МД: Другой вопрос, что в России — я сейчас не про Гинкаса или Додина, а в целом — эта репрессивность далеко не всегда связана с художественными задачами. Российский театр вообще чаще всего устроен то ли как поместье, то ли как казарма, в которой есть большой начальник и дворовые люди. Они должны прийти и сидеть, пока помещик будет рассуждать о прекрасном. Меня в целом — если отвлечься от конкретных имен — это всегда раздражало. Такое отношение к людям как к челяди. Я лично сталкивалась с ситуациями, когда режиссер, воспитанный в советских традициях, попадал в западный театральный мир, начинал там по привычке хамить — и не только с артистами, но и со звукооператорами, осветителями, и это становилось причиной чуть ли не срыва спектакля. А он даже не понимал, что случилось. Он всегда так себя вел, и все было нормально. А тут ему заявляют: завтра премьеры не будет.
ХМ: Так мы и с Любимовым, и c Товстоноговым, и с Гинкасом часто оказывались в таких ситуациях. Какие-то из них я смягчала тем, что переводила не все, а только самое важное. Ну то есть если он говорил: «Горшок проклятый, что ты там делаешь?!», я этот «горшок» пропускала. Просто переводила: «Что ты там делаешь?» Или мат — ну зачем его переводить! Артисты его уже в интонациях услышат. Я с удивлением наблюдала за работой других переводчиков, которые честно переводили каждое ненормативное слово. В переводе весь этот пейоратив усиливается процентов на сто. И это такая обида, которую русский режиссер совершенно не имел в виду. Для него мат — просто словесный мусор. Я с самого начала это интуитивно поняла. Бывали и комичные случаи, конечно. Помню, как ко мне подходили артисты и спрашивали: а почему он все время говорит, что мы идиоты? Я им: «Да что вы! Он просто говорит — «идет, идет!» И Каму потом попросила: не произноси ты больше это слово, они тебя непра вильно понимают. Надо сказать, что в России до сих пор царствует такой авторитарный театр. А у нас он уже не в чести. Даже Эрик Седерблум, директор Хельсинкского фестиваля, говорил, что ему неинтересен театр, где один говорит, что надо делать, а другие подчиняются. В Финляндии предпочитают спектакли, которые коллективно сделаны. Отказ от тоталитарного театра чувствуется у нас везде.
::::
_ЦЕЛЬ ЗАДАНИЯ_
Ответьте по фрагменту беседы о театре:
1. С чем МД сравнивает устройство российского театра?
2. Какое слово ХМ пропускала при переводе реплики «Горшок проклятый, что ты там делаешь?!»?
3. Кем был Эрик Седерблум?
Листинг к этому заданию никакого отношения не имеет.
::::
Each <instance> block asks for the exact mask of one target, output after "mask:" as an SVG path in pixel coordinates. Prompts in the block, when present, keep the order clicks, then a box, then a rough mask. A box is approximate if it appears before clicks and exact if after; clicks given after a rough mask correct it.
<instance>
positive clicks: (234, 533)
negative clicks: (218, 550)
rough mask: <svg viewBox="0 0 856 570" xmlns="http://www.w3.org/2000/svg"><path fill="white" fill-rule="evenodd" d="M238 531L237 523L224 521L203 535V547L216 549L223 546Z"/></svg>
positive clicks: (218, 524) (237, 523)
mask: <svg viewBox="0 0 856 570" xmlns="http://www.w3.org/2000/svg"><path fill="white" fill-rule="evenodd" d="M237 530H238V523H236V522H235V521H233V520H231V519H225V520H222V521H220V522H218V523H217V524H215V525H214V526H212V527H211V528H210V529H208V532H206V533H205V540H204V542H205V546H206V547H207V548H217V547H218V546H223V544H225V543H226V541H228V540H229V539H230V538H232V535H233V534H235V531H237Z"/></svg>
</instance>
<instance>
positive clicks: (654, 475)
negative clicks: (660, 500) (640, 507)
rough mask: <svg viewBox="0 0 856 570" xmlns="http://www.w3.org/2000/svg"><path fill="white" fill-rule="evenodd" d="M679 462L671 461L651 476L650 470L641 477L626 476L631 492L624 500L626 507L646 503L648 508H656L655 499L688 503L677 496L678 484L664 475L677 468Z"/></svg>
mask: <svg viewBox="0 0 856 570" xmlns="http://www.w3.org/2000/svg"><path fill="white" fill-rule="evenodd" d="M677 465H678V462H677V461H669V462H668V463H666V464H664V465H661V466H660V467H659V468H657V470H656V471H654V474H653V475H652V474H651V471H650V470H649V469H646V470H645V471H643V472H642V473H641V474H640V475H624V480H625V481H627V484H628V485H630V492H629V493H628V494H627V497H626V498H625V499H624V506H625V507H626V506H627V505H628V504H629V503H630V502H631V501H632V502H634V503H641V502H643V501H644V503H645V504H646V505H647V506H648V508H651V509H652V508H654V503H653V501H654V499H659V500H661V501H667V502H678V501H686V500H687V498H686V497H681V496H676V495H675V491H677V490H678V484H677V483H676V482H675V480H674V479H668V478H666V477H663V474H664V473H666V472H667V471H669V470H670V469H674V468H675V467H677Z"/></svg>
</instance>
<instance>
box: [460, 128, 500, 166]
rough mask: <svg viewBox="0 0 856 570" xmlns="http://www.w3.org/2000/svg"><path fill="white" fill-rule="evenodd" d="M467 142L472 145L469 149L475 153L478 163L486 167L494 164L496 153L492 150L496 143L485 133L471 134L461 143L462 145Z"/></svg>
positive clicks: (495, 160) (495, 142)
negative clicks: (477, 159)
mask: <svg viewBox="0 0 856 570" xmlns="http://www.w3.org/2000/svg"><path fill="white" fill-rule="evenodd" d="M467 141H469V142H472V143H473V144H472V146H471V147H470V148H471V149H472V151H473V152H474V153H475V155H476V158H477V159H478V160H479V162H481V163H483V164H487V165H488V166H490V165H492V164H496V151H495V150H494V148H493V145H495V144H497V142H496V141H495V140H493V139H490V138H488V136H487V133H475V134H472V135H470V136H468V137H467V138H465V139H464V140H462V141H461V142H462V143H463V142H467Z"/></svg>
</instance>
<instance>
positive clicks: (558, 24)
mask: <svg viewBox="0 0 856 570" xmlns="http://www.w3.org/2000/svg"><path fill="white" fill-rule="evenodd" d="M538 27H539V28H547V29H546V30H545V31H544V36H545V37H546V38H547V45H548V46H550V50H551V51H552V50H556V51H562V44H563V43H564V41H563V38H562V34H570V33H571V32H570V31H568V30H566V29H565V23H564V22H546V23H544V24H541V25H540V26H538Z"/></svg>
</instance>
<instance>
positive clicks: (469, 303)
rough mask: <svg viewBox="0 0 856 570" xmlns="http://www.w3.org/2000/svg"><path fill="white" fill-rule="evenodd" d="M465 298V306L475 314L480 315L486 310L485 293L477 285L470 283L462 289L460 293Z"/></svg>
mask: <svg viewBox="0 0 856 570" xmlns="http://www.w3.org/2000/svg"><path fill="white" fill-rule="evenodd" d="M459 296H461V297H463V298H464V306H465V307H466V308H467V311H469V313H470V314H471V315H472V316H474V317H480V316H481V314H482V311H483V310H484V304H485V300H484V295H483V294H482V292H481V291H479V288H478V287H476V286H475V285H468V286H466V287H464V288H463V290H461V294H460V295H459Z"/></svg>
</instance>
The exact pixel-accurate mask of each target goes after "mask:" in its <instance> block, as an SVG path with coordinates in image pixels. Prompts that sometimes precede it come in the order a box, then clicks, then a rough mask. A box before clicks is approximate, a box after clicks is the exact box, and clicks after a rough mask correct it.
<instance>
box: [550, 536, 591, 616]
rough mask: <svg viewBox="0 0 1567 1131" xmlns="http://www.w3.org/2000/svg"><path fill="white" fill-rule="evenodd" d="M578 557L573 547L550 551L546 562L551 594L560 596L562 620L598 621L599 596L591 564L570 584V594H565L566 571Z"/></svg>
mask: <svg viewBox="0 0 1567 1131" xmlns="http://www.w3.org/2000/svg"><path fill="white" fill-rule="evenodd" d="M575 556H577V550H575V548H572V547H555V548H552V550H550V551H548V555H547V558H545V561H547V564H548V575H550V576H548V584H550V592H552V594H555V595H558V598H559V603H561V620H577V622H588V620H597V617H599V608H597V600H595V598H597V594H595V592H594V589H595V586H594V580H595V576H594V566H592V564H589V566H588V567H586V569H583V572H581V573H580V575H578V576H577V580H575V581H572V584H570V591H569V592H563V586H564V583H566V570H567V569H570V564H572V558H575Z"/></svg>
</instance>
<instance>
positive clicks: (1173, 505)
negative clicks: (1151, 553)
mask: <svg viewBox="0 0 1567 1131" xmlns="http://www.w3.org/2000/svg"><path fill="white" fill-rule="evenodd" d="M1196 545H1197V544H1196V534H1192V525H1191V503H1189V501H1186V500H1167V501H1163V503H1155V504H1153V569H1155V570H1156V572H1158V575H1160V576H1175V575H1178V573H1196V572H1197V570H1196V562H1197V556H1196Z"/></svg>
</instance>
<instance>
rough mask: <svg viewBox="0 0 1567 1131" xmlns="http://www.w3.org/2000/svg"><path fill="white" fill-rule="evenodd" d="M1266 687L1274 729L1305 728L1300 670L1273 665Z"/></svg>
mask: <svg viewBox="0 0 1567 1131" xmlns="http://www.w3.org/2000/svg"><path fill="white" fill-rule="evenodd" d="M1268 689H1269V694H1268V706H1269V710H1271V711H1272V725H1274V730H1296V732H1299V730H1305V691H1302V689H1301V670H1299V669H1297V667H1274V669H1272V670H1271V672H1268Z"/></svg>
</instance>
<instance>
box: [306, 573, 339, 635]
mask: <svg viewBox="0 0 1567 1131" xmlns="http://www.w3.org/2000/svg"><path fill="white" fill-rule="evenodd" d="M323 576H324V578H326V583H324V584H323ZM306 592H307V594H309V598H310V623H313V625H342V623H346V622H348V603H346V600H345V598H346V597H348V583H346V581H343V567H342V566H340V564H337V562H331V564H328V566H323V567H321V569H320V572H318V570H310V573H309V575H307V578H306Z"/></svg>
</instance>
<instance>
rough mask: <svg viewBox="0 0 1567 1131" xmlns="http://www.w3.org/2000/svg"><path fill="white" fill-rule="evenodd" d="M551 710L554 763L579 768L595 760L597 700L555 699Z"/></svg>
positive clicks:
::::
_ПИСЬМЕННЫЙ ОТВЕТ_
1. То ли с поместьем, то ли с казармой, где есть большой начальник и дворовые люди.
2. Слово «горшок».
3. Директором Хельсинкского фестиваля.